====== Data entries ======

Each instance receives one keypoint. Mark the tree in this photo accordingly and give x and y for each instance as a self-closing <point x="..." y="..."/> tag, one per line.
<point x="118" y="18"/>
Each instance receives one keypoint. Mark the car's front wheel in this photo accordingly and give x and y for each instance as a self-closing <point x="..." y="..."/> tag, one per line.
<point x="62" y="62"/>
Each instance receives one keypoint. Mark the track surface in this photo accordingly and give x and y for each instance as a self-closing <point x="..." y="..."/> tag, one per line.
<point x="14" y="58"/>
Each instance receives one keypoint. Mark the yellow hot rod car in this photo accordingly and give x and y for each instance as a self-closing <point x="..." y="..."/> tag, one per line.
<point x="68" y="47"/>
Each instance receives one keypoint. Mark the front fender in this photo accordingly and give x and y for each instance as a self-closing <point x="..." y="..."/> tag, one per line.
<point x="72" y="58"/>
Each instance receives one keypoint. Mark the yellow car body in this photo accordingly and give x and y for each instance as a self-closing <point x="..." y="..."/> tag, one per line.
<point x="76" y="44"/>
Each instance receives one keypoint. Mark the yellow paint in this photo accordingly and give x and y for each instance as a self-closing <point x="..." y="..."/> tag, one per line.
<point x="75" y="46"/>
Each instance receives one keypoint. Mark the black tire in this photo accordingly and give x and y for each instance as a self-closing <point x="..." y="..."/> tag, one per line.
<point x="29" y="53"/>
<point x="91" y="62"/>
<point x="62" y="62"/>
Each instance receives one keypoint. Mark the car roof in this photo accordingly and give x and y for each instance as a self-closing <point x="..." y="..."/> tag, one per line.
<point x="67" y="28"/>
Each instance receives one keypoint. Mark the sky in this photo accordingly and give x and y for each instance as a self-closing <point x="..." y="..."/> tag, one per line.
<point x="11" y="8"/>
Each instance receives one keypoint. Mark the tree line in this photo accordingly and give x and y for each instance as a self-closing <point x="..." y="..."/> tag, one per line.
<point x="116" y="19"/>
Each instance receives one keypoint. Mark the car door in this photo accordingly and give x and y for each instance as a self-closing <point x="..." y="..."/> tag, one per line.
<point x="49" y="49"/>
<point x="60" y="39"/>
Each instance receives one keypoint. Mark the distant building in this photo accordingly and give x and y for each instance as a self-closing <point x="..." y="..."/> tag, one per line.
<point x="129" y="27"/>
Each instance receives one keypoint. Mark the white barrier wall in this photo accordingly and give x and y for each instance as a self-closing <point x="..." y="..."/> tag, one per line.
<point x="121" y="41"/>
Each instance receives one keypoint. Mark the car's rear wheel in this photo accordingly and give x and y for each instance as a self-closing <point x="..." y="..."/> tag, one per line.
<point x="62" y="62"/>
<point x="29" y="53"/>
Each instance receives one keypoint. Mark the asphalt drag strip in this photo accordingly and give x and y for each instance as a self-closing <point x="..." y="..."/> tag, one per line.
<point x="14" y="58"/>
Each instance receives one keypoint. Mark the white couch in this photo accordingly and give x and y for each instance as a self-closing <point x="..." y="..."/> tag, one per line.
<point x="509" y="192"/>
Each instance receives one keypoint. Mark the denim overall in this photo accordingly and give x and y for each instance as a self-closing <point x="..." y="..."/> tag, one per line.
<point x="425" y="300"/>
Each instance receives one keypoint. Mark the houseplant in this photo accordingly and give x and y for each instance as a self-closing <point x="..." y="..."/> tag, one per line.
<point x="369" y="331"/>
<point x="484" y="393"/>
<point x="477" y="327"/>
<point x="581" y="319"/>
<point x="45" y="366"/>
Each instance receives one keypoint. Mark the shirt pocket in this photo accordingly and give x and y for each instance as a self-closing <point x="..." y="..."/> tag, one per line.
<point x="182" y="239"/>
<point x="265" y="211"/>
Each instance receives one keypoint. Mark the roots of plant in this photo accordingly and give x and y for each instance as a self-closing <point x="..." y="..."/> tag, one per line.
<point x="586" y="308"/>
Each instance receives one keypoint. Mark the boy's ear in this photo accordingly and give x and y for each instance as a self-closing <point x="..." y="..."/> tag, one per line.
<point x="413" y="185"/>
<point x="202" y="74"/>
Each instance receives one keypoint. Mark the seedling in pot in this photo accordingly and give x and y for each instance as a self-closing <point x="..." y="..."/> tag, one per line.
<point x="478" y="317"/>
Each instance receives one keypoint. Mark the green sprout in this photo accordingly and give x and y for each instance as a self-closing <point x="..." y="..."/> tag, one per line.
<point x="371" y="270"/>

======

(Your objective) Output the listing above word for word.

(Solution to this problem)
Each instance receives one keypoint. Mark the tree in this photo accordingly and give x and y for each instance as a self-closing <point x="..." y="..."/> tag, one per line.
<point x="118" y="18"/>
Each instance receives one keypoint. Mark the car's front wheel in this photo accordingly and give x and y for each instance as a self-closing <point x="..." y="..."/> tag, one per line.
<point x="62" y="62"/>
Each instance receives one keypoint. Mark the track surface in this photo accordingly and give x and y for each instance as a self-closing <point x="..." y="..."/> tag, one per line.
<point x="14" y="58"/>
Each instance receives one keypoint. Mark the yellow hot rod car in this photo accordingly and give x and y for each instance as a self-closing <point x="..." y="..."/> tag, one per line.
<point x="68" y="47"/>
Each instance receives one keypoint. Mark the front fender in this photo accordingly and give x and y for each instance as a self-closing <point x="..." y="..."/> tag, one per line.
<point x="72" y="58"/>
Each instance receives one keypoint. Mark the yellow car body in this photo accordingly and give x and y for each instance as a self-closing <point x="..." y="..."/> tag, one per line.
<point x="76" y="44"/>
Each instance receives one keypoint. Mark the yellow paint in this photo accordingly and give x and y for each instance as a self-closing <point x="..." y="..."/> tag, one per line.
<point x="75" y="46"/>
Each instance receives one keypoint. Mark the black tire in this photo accordingly and give x and y for each instance as a self-closing <point x="..." y="..."/> tag, one per line.
<point x="29" y="53"/>
<point x="91" y="62"/>
<point x="62" y="62"/>
Each instance receives one keypoint. Mark the car roof in this photo accordingly and give x and y for each instance as a self-closing <point x="..." y="..."/> tag, one per line.
<point x="67" y="28"/>
Each instance receives one keypoint. Mark the sky in this photo accordingly and give x and y for each instance as a self-closing <point x="..." y="..."/> tag, one per line.
<point x="11" y="8"/>
Each instance receives one keypoint. Mark the tree line in this photo accordingly and give x and y for each instance as a self-closing <point x="..." y="..."/> tag, one per line.
<point x="116" y="19"/>
Each instance receives one keypoint. Mark the car door in this photo accordingly and give x and y for each instance as a self-closing <point x="..." y="..."/> tag, one per line.
<point x="49" y="49"/>
<point x="60" y="39"/>
Each instance receives one keypoint. Mark the distant building in this photo accordingly and give x and y for each instance as a self-closing <point x="..." y="..."/> tag, one per line.
<point x="129" y="27"/>
Each instance receives one keypoint. Mark the white barrier wall in this photo accordingly and give x and y for each instance as a self-closing <point x="..." y="..."/> tag, one per line.
<point x="121" y="41"/>
Each instance receives one keypoint. Mark the car's rear wheel in this photo accordingly and give x and y for each instance as a self-closing <point x="..." y="..."/> tag, one per line.
<point x="62" y="62"/>
<point x="29" y="53"/>
Each instance receives one keypoint. Mark the asphalt drag strip in this photo accordingly and give x and y for each instance as a self-closing <point x="..." y="..."/> tag, one per line.
<point x="14" y="58"/>
Each instance receives one keypoint. Mark the white couch in this photo accordingly and give x and y for each instance as a self-closing <point x="..." y="..."/> tag, one per line.
<point x="509" y="192"/>
Each instance receives one keypoint. Mark the denim overall in this photo accordingly and give x and y for each instance as a self-closing <point x="..." y="..."/> tag, one per line.
<point x="425" y="300"/>
Each instance receives one keypoint. Mark the houseplant in this photo accordingly and give x and y for each instance as a self-closing <point x="..." y="..."/> tag, one per line.
<point x="369" y="331"/>
<point x="484" y="393"/>
<point x="477" y="327"/>
<point x="581" y="319"/>
<point x="45" y="366"/>
Each instance receives one keypoint. Mark the shirt pocket in this photo accordingly and give x and y for each instance as a self-closing <point x="..." y="..."/> tag, one per line.
<point x="182" y="239"/>
<point x="265" y="211"/>
Each instance receives one keypoint. Mark the roots of plant in this photo accordingly and give x and y for each instance as a self-closing <point x="..." y="..."/> tag, one per line.
<point x="586" y="308"/>
Each instance receives one keypoint. Mark the boy's ear in this photo accordingly and give x and y for each instance as a self-closing <point x="..." y="..."/> tag, one per line.
<point x="413" y="185"/>
<point x="202" y="74"/>
Each instance receives one keypoint. Mark the seedling in pot in this photo accordingly and give x and y for each instance as a self-closing <point x="..." y="..."/> tag, one per line.
<point x="478" y="317"/>
Each instance receives one keypoint. Mark the green sprout in this photo accordingly and give x and y for each instance as a self-closing <point x="..." y="..."/> tag, one per line.
<point x="371" y="270"/>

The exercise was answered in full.